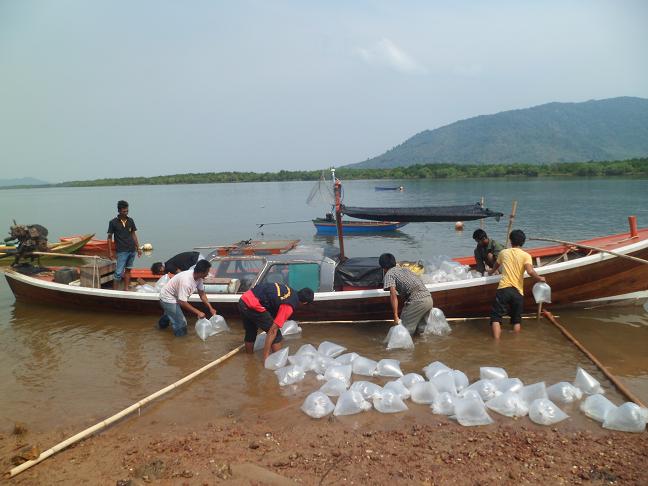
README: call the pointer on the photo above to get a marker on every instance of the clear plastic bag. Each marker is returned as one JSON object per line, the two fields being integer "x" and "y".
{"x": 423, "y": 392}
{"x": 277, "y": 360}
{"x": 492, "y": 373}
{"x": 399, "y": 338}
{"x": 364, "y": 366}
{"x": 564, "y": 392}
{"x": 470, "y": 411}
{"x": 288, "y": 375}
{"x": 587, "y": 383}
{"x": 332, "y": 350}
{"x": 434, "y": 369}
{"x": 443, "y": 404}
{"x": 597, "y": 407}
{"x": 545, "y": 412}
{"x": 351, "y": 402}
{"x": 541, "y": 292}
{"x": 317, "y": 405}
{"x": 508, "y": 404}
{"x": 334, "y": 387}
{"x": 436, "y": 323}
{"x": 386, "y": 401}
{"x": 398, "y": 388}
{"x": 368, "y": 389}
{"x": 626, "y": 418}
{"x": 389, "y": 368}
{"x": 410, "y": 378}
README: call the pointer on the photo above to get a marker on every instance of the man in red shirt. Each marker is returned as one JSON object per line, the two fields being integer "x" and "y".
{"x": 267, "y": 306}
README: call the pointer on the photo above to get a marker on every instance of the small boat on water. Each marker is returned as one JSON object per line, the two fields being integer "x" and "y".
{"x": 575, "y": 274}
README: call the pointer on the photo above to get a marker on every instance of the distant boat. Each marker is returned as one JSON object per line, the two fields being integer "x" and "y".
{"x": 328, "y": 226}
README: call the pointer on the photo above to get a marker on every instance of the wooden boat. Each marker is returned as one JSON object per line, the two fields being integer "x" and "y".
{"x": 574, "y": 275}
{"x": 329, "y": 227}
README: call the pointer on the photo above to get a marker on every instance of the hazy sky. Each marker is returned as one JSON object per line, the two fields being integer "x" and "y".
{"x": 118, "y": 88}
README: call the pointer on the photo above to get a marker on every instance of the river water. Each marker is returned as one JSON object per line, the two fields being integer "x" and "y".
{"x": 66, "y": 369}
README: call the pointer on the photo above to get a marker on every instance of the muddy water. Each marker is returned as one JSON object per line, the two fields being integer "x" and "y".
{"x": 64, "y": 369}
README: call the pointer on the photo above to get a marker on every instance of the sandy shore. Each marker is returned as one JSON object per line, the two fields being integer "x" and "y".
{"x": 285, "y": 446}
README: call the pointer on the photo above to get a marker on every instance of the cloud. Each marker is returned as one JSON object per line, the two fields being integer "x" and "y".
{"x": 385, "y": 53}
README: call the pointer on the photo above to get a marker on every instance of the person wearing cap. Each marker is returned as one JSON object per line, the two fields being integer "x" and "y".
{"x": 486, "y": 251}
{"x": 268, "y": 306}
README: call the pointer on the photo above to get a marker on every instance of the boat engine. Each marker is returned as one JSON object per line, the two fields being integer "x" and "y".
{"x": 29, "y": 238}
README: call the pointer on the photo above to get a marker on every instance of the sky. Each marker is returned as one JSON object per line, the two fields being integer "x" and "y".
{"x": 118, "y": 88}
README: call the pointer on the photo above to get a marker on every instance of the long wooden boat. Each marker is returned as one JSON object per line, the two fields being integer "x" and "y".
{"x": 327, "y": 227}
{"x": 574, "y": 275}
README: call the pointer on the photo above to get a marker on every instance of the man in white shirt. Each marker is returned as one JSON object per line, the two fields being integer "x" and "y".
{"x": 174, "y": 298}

^^^^

§ TASK TO CARRY OUT: Restate each entry word for word; omit the pictures.

§ EXERCISE ANSWER:
README: call the pointer on the photo above to get a marker on every instance of the clear plastic bag. Each marker is returned as one JSON object per line, the two fields being integer "x" and "y".
{"x": 423, "y": 392}
{"x": 277, "y": 360}
{"x": 492, "y": 373}
{"x": 399, "y": 338}
{"x": 364, "y": 366}
{"x": 564, "y": 392}
{"x": 470, "y": 411}
{"x": 288, "y": 375}
{"x": 587, "y": 383}
{"x": 332, "y": 350}
{"x": 434, "y": 369}
{"x": 443, "y": 404}
{"x": 597, "y": 407}
{"x": 545, "y": 412}
{"x": 351, "y": 402}
{"x": 541, "y": 292}
{"x": 317, "y": 405}
{"x": 508, "y": 404}
{"x": 334, "y": 387}
{"x": 436, "y": 323}
{"x": 386, "y": 401}
{"x": 398, "y": 388}
{"x": 368, "y": 389}
{"x": 626, "y": 418}
{"x": 389, "y": 368}
{"x": 410, "y": 378}
README: call the pointer on the photo above to get a marker on every instance of the man in red shirt. Each marker is returned as one JSON object per line, the two fields being integer "x" and "y".
{"x": 267, "y": 306}
README: call the pointer on the photo above to get a marker on every instance of the small boat on water. Each marker is returned as one JSON object per line, the two fields being integer "x" and "y".
{"x": 575, "y": 274}
README: call the pointer on the photo above to get a marker on every instance of the distant boat. Each marker is returned as one JSON object per line, the two fields being integer "x" and "y".
{"x": 328, "y": 226}
README: call the pointer on the photo above to get a marker on every instance of the wooden boat. Each marker is returned as one JSON object per line, the two fields being integer "x" and "y".
{"x": 574, "y": 275}
{"x": 329, "y": 227}
README: call the pointer on the photo above to get a marker on every instance of the hazy sky. Each marker is returned as one JSON object per line, the two fields being integer "x" and "y".
{"x": 118, "y": 88}
README: call the pointer on the photo above to get a marker on every instance of the river water. Each marker is returned as one JSON object per line, the two fields being integer "x" and "y".
{"x": 66, "y": 369}
README: call the pointer on the photo above to get a marker on every instance of the muddy water. Each marker is returned as one JSON object per line, the two fields being integer "x" and "y".
{"x": 64, "y": 369}
README: call the pointer on the photo above to get a marker on every instance of the sandy shore. Each marker is returned as one JSON object per line, the two fields being integer "x" and "y".
{"x": 285, "y": 446}
README: call the pointer on the photo above to get a marker on every instance of the cloud. Each marker is returned as one JSON object per line, the two fields being integer "x" and "y".
{"x": 385, "y": 53}
README: call the pointer on the photo above to get a marker on every instance of the person wearing cap. Each marker is returned as one JSON object per line, the two fields being integer "x" and "y".
{"x": 486, "y": 251}
{"x": 268, "y": 306}
README: call the pointer on the photo above to get a marker on every instance of the boat engine. Each marker is returned as one JSON object per line, the two fields being integer "x" and "y".
{"x": 29, "y": 238}
README: call the pointer on the photo above to get a marker on every instance of the sky. Each marker is returned as one JSON object per line, the two fields being integer "x" and "y".
{"x": 118, "y": 88}
README: call the pointer on the photo above to get a marker on every instance of the long wooden boat. Each marker is returned as one JSON object per line, the two fields being integer "x" and "y".
{"x": 327, "y": 227}
{"x": 574, "y": 275}
README: call the pointer on the photo above to get a marker on every instance of the man in white shirt. Each marker is returned as one JSON object per line, the two fields being integer "x" and "y".
{"x": 174, "y": 298}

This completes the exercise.